- [Instructions to follow]
Retype every one of the following records with no changes to wording, punctuation, or line order.

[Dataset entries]
»»

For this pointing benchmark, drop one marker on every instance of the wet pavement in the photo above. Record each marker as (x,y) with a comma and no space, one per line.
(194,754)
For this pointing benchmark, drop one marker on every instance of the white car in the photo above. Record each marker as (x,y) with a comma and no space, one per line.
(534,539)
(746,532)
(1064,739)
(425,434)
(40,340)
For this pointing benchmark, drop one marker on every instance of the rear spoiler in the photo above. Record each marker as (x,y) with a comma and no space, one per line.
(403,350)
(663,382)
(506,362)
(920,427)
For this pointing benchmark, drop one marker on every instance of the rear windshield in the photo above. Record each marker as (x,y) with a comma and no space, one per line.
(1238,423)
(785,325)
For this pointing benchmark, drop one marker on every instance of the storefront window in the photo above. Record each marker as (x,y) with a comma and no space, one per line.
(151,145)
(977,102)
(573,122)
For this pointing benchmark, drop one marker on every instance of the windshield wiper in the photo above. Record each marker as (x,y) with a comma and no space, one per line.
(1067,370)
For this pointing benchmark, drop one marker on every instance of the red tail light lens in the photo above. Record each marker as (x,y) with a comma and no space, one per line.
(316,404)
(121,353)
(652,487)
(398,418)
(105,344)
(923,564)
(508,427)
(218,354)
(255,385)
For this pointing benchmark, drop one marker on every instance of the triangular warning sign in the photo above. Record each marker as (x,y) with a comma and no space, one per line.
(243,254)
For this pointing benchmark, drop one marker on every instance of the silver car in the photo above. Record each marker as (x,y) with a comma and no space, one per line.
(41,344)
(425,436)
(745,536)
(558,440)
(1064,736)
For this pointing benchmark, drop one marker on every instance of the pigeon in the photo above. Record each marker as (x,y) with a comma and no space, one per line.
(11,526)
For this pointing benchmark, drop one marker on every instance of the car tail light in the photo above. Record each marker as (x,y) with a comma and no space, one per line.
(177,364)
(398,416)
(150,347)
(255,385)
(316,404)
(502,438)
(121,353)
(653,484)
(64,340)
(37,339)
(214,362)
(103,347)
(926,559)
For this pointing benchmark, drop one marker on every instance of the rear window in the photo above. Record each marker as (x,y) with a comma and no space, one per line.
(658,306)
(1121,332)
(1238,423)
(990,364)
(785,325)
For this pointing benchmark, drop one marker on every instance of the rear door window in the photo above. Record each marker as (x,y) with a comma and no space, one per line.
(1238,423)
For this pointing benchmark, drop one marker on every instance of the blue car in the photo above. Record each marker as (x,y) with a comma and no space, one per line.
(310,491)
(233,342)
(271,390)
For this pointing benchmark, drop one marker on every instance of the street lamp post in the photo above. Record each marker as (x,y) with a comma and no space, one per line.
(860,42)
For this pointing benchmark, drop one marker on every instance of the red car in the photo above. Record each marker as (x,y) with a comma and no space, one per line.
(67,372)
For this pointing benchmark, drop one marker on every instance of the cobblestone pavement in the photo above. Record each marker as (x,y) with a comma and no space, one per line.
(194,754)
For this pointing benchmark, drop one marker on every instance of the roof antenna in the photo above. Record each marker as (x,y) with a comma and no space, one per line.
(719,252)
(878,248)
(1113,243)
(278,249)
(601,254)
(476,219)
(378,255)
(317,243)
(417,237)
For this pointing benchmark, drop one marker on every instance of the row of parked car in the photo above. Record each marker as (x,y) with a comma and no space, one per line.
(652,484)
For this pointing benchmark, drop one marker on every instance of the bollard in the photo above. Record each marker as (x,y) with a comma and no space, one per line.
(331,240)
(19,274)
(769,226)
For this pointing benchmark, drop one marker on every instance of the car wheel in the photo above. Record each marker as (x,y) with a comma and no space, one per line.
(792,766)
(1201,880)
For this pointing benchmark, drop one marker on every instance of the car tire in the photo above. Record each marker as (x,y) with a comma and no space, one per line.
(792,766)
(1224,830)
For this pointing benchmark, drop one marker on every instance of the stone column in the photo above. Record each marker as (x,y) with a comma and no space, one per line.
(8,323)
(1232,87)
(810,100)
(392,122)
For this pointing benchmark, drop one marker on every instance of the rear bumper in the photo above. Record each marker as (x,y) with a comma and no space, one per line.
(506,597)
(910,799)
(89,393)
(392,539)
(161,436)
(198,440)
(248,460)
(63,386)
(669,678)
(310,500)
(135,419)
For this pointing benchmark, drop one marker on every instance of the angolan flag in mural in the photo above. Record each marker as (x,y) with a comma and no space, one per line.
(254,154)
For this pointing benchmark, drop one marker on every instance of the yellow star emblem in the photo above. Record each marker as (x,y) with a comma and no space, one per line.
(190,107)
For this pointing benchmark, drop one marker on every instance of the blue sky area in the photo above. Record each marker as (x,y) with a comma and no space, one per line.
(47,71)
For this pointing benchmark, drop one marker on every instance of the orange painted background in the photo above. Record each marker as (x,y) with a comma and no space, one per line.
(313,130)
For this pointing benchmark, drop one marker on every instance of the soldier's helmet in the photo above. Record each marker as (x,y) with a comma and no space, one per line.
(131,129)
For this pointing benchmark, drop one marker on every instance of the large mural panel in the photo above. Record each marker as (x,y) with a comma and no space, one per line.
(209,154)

««

- [Worked solution]
For this pointing benchmark, drop one marker on every instance of the wet pavement in the photo above. Record each marker as (x,y) with a comma and no space, one per line.
(194,754)
For this pointing benchmark, drop one marker on every instance of the white car in the photo above. Record each marker as (x,y) with a comma and no space, one per line.
(534,539)
(746,532)
(1064,739)
(425,434)
(40,340)
For this pointing benchmark, drop one marker on every instance of the rear spoiler in the photo above. Record each marker as (x,y) with a comma and no space, one per line.
(403,350)
(663,382)
(506,362)
(920,427)
For this pointing benchmark, drop one marker on every instance of the rear windshield in the photo above. Record each marker as (x,y) with a comma and no space, one per line.
(1238,423)
(785,325)
For this pointing benchmark, drop one marker on every instance of the storefront window in the photo above. Record each marker as (x,y) with a comma and no space, one per line.
(151,145)
(977,102)
(573,122)
For this pointing benchmark, drop one marker on every instance of the windshield wiper in the photo above. Record each marker as (x,y) with a comma and no space, one per line.
(1067,370)
For this pointing benchmark, drop one marker on every instance of the red tail light lens in the photo above. Record each marker as (x,y) with a comma and no space, one per line.
(316,404)
(121,353)
(652,487)
(398,418)
(105,344)
(923,564)
(508,427)
(218,354)
(255,385)
For this pointing benchmark, drop one marker on every instance of the triangular warning sign in the photo above. Record each marker as (x,y) with a comma and no space, one per line.
(243,254)
For this pointing benchmark, drop one marker on every instance of the silver car in the photo above. Record each marker as (x,y) with a comma and no space, one per line.
(41,344)
(425,436)
(745,536)
(558,440)
(1064,736)
For this pointing benchmark, drop one marker on every instance of the pigeon in the photo above. Record each marker as (x,y) with a comma and no space, one per line.
(11,526)
For this pointing benchmark, drop one marker on every instance of the car tail light in the photo above. Record each marker as (x,y) with a comma and no space, one per line.
(177,364)
(398,416)
(150,347)
(255,385)
(316,404)
(502,438)
(121,353)
(653,484)
(64,340)
(37,339)
(214,362)
(103,347)
(926,559)
For this pointing benchmark, drop one marker on every instance of the rear window in the photo above. Record each marker as (x,y) with a comma and no space, one per line.
(658,306)
(1121,332)
(1238,423)
(990,364)
(785,325)
For this pointing benchmark, drop one marker on every instance of the rear door window in the photo above. Record each marker as (x,y) with a comma and no space, one per line.
(1238,423)
For this pointing benchmark, drop one marker on every instance of the blue car in the photo above. Record each marker as (x,y) with a comma and no space, one per line.
(310,491)
(233,342)
(271,390)
For this pointing benchmark, drop one marker on every instance of the street lamp post in the photo above. Record each marker as (x,y) with a comma and no space, one per line.
(860,42)
For this pointing benchmark, drop one marker on every instance of the red car in the photo above. Record each marker as (x,y) with a comma and no space, one per line.
(67,372)
For this pointing benchmark, drop one marker on every instance of the cobblestone pavement in the photo above. Record each marker as (x,y) with a comma and no space, one per line.
(194,754)
For this pointing benchmark, drop one marker on every instance of the roof antenna in the photo above. Record each marker as (x,y) with a comma and no space, one per line.
(719,252)
(878,248)
(1113,243)
(278,249)
(601,254)
(476,219)
(378,255)
(317,243)
(417,237)
For this pointing benchmark, drop one marker on every instance of the row of parked car in the photo above. Record each marker as (x,y) with a comma and no space, one per line.
(652,484)
For this pointing benchmark, drop one marker on every instance of the bollard in the photo above. Record each marker as (x,y) with a comma and no space, one per line.
(331,240)
(19,274)
(769,226)
For this pointing benchmark, drop one marker on every instance of the car wheel in the photo above. Record each marker as (x,y) with a comma and no space, one per line.
(792,766)
(1201,880)
For this pointing benchmark, drop one marker on every instance of the car tire in the photo above. Record each marker as (x,y) with a comma and no space, one per line.
(792,766)
(1224,830)
For this pointing benchmark, drop one marker on every instance of the stone column in the photo above. Record each marker as (x,y) with a comma and no space, one per line.
(8,323)
(1232,87)
(810,100)
(392,122)
For this pointing benchmark, drop one marker on every instance of the rear bumper in the photo above. Record each marker as (x,y) with a comma and no space, one per line.
(506,597)
(910,799)
(89,393)
(392,539)
(161,436)
(198,440)
(248,460)
(63,386)
(669,678)
(310,500)
(135,419)
For this pointing benchmark, drop one marker on every instance of the angolan flag in mural in the photo above. Record each marker as (x,y) with a comma and no space, one per line.
(254,154)
For this pointing benchmark, drop one marker on every instance of the yellow star emblem in the photo above. Record each marker as (x,y) with a comma and no space, one per line.
(190,107)
For this pointing benchmark, drop one marker on every instance of the blue sky area in the photo above. Record each marker as (x,y) with a comma and no space, one per line.
(47,71)
For this pointing benchmark, drop one marker on every instance of the orange painted background in the photo above. Record each marker as (x,y) with a comma and no space, one per line.
(313,130)
For this pointing benchmark, drop one marker on every instance of the soldier's helmet in the photo above. Record each marker as (x,y) with a comma and no space, one per line.
(131,129)
For this pointing benchmark, drop one marker on every instance of the large mural panel in the photo above. Record each marker as (x,y) with a comma and no space, one per line.
(209,154)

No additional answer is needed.